» What you are asked to do
Copy out exactly the stretch of the listing below that begins at the line containing "negative clicks: (264, 74) (261, 96)" and ends at the line containing "53L216 56L214 69L232", and copy nothing outside it.

» Input data
###

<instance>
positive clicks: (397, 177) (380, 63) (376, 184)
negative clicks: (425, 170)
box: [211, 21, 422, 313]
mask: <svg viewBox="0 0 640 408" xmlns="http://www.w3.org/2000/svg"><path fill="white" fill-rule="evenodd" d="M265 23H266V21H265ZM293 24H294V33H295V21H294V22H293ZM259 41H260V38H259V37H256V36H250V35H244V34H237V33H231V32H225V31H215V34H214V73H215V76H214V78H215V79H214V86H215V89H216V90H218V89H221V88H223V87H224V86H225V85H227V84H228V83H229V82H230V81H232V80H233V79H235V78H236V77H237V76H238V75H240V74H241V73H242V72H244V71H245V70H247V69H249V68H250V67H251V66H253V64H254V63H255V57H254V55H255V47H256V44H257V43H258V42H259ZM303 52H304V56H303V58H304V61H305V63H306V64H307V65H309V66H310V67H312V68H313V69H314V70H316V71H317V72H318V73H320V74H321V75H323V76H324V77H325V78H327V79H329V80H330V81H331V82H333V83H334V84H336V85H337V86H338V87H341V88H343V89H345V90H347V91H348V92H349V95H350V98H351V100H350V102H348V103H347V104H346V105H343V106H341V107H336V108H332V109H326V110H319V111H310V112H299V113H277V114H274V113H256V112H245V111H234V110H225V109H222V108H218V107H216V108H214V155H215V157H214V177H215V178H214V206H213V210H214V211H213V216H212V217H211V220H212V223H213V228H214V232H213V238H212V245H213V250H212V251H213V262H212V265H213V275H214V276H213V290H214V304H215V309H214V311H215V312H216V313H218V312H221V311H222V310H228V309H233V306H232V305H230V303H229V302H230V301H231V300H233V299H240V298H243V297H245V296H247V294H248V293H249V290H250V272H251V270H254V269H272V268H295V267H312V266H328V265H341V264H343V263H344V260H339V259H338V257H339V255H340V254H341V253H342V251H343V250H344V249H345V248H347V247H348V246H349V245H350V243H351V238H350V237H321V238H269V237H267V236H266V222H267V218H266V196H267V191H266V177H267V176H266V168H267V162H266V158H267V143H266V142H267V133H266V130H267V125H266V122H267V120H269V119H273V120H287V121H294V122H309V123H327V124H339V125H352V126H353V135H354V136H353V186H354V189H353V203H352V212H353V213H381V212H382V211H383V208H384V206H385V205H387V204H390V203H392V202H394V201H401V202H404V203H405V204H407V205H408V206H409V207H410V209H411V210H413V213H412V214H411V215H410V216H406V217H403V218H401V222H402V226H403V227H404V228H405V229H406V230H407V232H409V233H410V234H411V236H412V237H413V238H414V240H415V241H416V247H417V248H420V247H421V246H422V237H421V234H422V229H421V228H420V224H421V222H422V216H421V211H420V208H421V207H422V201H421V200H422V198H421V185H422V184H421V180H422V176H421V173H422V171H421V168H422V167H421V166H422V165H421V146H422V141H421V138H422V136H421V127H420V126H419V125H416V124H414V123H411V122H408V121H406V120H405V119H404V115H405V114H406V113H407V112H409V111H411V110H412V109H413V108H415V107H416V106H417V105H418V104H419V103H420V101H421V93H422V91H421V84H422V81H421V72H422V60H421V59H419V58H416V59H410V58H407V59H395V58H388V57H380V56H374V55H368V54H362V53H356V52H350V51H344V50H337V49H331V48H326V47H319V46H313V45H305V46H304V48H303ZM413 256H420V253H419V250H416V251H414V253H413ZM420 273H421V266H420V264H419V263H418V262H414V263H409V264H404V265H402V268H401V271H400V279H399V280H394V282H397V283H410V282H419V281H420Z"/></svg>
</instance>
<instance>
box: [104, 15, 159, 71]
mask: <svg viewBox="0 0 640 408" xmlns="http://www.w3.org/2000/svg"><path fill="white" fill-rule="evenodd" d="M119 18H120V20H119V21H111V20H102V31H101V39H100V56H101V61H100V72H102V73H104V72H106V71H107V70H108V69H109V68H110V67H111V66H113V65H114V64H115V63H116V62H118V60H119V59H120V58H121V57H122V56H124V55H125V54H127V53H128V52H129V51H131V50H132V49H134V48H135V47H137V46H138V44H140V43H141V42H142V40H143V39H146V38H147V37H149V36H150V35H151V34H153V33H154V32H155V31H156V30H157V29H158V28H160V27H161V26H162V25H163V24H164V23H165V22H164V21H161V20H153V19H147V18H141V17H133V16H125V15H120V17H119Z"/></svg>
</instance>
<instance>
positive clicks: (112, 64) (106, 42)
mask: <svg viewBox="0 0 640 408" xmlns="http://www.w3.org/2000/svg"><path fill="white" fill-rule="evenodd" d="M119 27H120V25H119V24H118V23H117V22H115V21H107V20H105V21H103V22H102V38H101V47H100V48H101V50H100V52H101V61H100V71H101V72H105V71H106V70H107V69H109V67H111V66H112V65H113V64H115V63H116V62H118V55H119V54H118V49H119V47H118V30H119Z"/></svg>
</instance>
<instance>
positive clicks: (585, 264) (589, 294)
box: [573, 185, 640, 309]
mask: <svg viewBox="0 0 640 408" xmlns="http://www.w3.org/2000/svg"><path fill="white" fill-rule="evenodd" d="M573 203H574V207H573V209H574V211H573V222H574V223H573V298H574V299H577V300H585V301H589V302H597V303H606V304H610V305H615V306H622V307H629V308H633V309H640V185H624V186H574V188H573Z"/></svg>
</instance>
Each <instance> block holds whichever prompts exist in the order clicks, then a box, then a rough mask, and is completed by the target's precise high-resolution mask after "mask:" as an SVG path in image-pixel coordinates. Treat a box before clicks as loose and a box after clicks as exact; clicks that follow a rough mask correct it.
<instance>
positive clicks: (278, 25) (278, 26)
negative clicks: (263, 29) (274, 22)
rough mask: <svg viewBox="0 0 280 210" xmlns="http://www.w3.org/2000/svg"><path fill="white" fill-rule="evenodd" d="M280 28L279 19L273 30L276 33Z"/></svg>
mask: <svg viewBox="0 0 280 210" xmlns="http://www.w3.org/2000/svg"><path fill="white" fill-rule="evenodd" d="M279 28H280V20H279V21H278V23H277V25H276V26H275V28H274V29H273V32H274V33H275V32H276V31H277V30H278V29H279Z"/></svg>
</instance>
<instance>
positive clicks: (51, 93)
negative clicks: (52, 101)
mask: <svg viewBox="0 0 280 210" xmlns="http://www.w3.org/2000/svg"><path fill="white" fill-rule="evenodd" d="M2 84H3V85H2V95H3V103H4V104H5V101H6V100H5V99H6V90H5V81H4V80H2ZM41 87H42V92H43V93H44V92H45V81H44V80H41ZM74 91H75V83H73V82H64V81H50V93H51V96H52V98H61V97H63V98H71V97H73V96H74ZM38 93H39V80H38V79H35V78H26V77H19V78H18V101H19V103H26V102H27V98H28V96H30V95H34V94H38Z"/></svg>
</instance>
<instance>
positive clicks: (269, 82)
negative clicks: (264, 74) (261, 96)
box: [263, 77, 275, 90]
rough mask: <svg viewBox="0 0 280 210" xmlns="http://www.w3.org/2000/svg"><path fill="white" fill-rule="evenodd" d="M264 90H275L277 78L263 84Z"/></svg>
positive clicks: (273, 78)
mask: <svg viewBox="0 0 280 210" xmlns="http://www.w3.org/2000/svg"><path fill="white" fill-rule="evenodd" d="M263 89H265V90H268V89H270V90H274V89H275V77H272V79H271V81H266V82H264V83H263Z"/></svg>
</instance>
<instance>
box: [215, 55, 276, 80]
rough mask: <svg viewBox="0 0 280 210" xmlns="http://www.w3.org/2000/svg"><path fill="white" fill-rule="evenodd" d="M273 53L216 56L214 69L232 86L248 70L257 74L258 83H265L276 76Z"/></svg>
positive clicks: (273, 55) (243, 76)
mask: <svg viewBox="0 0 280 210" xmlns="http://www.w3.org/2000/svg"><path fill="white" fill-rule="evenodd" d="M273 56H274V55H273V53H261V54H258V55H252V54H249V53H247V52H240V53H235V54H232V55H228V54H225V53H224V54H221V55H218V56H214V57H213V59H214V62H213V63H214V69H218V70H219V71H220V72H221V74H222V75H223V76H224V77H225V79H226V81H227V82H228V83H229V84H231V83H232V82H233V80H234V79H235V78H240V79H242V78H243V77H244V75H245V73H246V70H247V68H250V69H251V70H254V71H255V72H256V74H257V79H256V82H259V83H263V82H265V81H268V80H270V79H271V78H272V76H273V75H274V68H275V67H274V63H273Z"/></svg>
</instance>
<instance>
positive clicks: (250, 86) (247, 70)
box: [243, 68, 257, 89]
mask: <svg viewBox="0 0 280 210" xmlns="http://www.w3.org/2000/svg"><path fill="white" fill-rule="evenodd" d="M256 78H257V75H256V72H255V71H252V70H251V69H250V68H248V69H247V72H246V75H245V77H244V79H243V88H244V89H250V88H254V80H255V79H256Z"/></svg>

###

» Written answer
negative clicks: (264, 74) (261, 96)
box: [263, 77, 275, 90]
rough mask: <svg viewBox="0 0 280 210" xmlns="http://www.w3.org/2000/svg"><path fill="white" fill-rule="evenodd" d="M264 90H275L277 78L263 84Z"/></svg>
positive clicks: (273, 78)
mask: <svg viewBox="0 0 280 210" xmlns="http://www.w3.org/2000/svg"><path fill="white" fill-rule="evenodd" d="M263 89H265V90H268V89H270V90H274V89H275V77H272V79H271V81H266V82H264V83H263Z"/></svg>
</instance>
<instance>
box: [215, 55, 276, 80]
rough mask: <svg viewBox="0 0 280 210" xmlns="http://www.w3.org/2000/svg"><path fill="white" fill-rule="evenodd" d="M273 53L216 56L214 69L232 86L248 70L257 74L258 83H265L276 76Z"/></svg>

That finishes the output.